##### Material provided

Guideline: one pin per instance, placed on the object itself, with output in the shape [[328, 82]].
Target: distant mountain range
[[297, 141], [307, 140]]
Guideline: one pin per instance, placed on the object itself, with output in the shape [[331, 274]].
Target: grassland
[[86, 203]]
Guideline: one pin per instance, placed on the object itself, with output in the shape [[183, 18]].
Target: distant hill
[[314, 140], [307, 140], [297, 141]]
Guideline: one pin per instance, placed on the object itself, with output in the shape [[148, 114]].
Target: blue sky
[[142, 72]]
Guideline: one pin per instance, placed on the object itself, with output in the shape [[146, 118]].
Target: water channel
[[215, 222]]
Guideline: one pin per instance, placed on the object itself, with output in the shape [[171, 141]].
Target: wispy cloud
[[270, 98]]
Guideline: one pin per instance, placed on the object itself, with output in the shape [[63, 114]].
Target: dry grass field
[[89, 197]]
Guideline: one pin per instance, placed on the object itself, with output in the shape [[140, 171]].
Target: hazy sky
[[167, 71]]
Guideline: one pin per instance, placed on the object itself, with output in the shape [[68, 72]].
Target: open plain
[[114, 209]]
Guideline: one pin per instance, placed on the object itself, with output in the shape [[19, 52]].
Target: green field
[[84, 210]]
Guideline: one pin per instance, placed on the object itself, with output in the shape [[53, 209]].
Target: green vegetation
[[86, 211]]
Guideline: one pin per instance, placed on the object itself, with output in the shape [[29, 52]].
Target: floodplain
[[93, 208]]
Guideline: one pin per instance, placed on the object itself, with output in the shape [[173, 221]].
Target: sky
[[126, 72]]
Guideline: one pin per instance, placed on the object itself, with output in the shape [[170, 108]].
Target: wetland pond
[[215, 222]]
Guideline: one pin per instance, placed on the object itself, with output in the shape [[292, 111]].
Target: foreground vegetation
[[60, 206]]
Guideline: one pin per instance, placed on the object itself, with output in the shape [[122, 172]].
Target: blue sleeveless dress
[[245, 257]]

##########
##### Material provided

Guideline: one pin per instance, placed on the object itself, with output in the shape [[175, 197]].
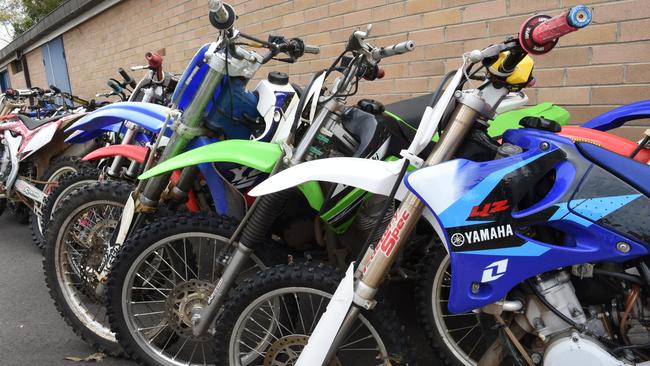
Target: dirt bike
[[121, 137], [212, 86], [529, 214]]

##########

Exercise details: Give back, unchanged, the run of lines in the listing above that begins at the line containing "shape [[328, 82]]." and ends at the line containing "shape [[331, 274]].", both included.

Response:
Guideline: one pin per instance, placed on the object itself, with output in the shape [[328, 82]].
Target: distant mountain range
[[297, 141], [307, 140]]
Guideline: one pin per instance, placed on the object itself, with output in the shape [[331, 274]].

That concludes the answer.